◆ Task directions: Retype verbatim the lines of the material below, from its first line through the line containing "point(292, 366)", inclusive of both, and no others.

-- Start of Provided material --

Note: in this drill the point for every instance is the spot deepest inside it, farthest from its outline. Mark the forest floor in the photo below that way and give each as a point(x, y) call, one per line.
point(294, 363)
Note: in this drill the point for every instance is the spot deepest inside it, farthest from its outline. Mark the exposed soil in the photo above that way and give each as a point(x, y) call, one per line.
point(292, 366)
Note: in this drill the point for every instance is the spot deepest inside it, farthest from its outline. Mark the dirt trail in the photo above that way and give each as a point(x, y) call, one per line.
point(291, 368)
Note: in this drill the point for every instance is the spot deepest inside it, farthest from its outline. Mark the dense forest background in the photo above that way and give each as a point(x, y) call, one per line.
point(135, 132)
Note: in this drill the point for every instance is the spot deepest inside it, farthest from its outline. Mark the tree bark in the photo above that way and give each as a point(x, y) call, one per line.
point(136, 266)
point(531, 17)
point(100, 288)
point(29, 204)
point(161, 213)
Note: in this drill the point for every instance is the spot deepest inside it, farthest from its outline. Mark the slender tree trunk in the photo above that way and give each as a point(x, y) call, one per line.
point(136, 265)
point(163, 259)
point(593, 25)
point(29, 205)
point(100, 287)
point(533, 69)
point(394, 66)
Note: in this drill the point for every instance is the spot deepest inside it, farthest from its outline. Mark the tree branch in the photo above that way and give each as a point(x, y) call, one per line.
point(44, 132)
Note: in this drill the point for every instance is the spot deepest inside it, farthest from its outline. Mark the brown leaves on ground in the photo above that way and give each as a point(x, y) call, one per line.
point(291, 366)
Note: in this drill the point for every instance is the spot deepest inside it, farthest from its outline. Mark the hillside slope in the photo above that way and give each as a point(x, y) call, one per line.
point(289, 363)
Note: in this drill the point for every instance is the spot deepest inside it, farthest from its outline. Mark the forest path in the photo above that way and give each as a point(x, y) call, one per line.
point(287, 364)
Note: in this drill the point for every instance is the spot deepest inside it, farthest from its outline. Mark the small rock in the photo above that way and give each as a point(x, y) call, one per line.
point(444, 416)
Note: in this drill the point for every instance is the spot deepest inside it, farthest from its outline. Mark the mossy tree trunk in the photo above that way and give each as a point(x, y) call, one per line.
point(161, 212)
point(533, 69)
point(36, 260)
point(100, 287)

-- End of Provided material --

◆ Output for this task:
Note: in this drill the point for every instance is the spot deepest inside it, farthest from its outline. Mark the forest floor in the photo below that way and give each as a point(x, y) call, one per line.
point(294, 363)
Note: in this drill the point for every instance is the spot deepest inside it, farthest from its outline. Mark the exposed soil in the photo above that way and give each as a point(x, y) call, one per line.
point(292, 366)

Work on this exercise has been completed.